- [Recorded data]
####
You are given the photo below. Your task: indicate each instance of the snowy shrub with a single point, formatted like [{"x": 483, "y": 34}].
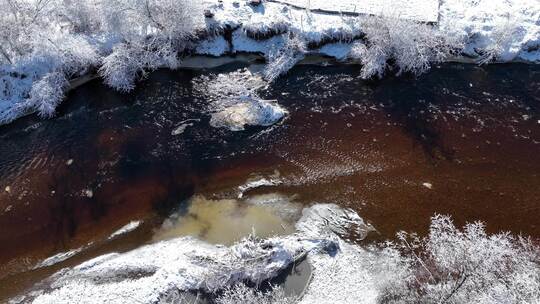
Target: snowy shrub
[
  {"x": 47, "y": 93},
  {"x": 282, "y": 59},
  {"x": 240, "y": 293},
  {"x": 121, "y": 68},
  {"x": 466, "y": 266},
  {"x": 44, "y": 43},
  {"x": 410, "y": 45},
  {"x": 153, "y": 31},
  {"x": 502, "y": 37}
]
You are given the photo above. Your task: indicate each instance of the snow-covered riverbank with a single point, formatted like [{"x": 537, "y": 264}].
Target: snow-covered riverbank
[
  {"x": 50, "y": 43},
  {"x": 485, "y": 268}
]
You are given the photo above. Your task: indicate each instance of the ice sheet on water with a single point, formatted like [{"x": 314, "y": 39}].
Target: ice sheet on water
[{"x": 234, "y": 100}]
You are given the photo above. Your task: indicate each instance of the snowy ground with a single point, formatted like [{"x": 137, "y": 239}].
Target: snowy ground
[
  {"x": 114, "y": 39},
  {"x": 418, "y": 10},
  {"x": 487, "y": 268}
]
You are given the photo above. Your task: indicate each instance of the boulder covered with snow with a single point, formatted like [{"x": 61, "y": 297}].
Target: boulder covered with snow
[{"x": 248, "y": 113}]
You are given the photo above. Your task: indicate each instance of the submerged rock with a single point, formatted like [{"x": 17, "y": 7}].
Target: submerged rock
[{"x": 251, "y": 112}]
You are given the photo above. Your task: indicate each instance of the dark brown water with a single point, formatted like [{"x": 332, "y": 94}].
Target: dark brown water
[{"x": 460, "y": 140}]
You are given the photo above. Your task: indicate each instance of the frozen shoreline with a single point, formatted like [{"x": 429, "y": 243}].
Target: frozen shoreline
[{"x": 500, "y": 31}]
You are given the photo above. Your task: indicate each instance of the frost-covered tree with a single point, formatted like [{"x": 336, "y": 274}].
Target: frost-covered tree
[
  {"x": 162, "y": 29},
  {"x": 46, "y": 43},
  {"x": 284, "y": 57},
  {"x": 410, "y": 45},
  {"x": 465, "y": 266}
]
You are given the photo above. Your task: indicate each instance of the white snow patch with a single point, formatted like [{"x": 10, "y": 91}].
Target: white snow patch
[
  {"x": 125, "y": 229},
  {"x": 418, "y": 10},
  {"x": 250, "y": 112},
  {"x": 59, "y": 257},
  {"x": 256, "y": 183}
]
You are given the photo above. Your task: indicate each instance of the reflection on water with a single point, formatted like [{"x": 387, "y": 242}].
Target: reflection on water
[
  {"x": 471, "y": 133},
  {"x": 228, "y": 220}
]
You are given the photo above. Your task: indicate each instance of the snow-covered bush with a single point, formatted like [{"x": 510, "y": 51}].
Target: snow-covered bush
[
  {"x": 502, "y": 37},
  {"x": 153, "y": 31},
  {"x": 46, "y": 43},
  {"x": 283, "y": 58},
  {"x": 466, "y": 266},
  {"x": 409, "y": 45},
  {"x": 121, "y": 68}
]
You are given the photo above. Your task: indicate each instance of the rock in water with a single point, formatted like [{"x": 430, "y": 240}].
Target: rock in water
[{"x": 252, "y": 112}]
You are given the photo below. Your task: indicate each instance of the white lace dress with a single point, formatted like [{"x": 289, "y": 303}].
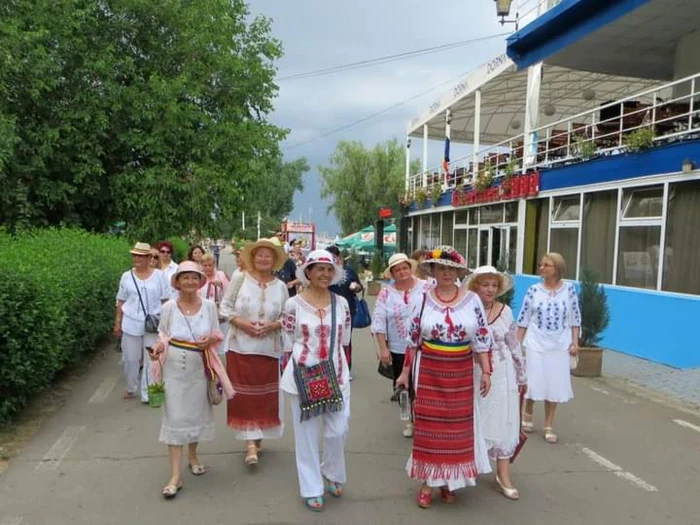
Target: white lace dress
[
  {"x": 548, "y": 316},
  {"x": 188, "y": 416},
  {"x": 500, "y": 409}
]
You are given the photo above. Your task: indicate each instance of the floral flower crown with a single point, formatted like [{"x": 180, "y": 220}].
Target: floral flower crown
[{"x": 445, "y": 253}]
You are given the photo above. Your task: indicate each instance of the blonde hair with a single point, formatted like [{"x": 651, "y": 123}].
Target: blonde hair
[{"x": 558, "y": 262}]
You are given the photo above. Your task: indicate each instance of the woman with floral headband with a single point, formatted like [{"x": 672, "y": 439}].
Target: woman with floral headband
[{"x": 448, "y": 335}]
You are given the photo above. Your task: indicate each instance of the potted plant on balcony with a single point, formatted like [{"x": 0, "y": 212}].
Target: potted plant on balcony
[
  {"x": 595, "y": 317},
  {"x": 435, "y": 193},
  {"x": 421, "y": 197},
  {"x": 377, "y": 267},
  {"x": 639, "y": 139}
]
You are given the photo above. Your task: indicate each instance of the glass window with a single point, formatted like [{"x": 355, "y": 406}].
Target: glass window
####
- [WORK INSTRUCTIONS]
Return, word for word, each line from the line that contains "of the floral" to the end of the listing above; include both end lines and nothing else.

- [WORKED SOLUTION]
You are given the photo above. Your task: indicate each instance of the floral flower crown with a single point, formatted like [{"x": 180, "y": 220}].
Target: floral flower crown
[{"x": 445, "y": 253}]
You are given the photo above. Your task: indicate each instance of the blonde hair with a single point, formatted like [{"x": 651, "y": 123}].
Target: blonde hair
[{"x": 558, "y": 262}]
You are given the photo above. Your task: indicate each instance of the woman with floral headband with a single point, formatted like [{"x": 672, "y": 439}].
Target: woman with floral headband
[{"x": 448, "y": 335}]
You are given the photo above. Your task: indicate each instance of the potted plant on balcony with a single point, formatted like [{"x": 0, "y": 212}].
Target: potted plant on balcony
[
  {"x": 595, "y": 317},
  {"x": 435, "y": 193},
  {"x": 421, "y": 197},
  {"x": 377, "y": 267},
  {"x": 639, "y": 139}
]
You are given the photo above. Your task: indicate each instance of the glass window with a single point, formatted like [{"x": 355, "y": 406}].
Target: glass window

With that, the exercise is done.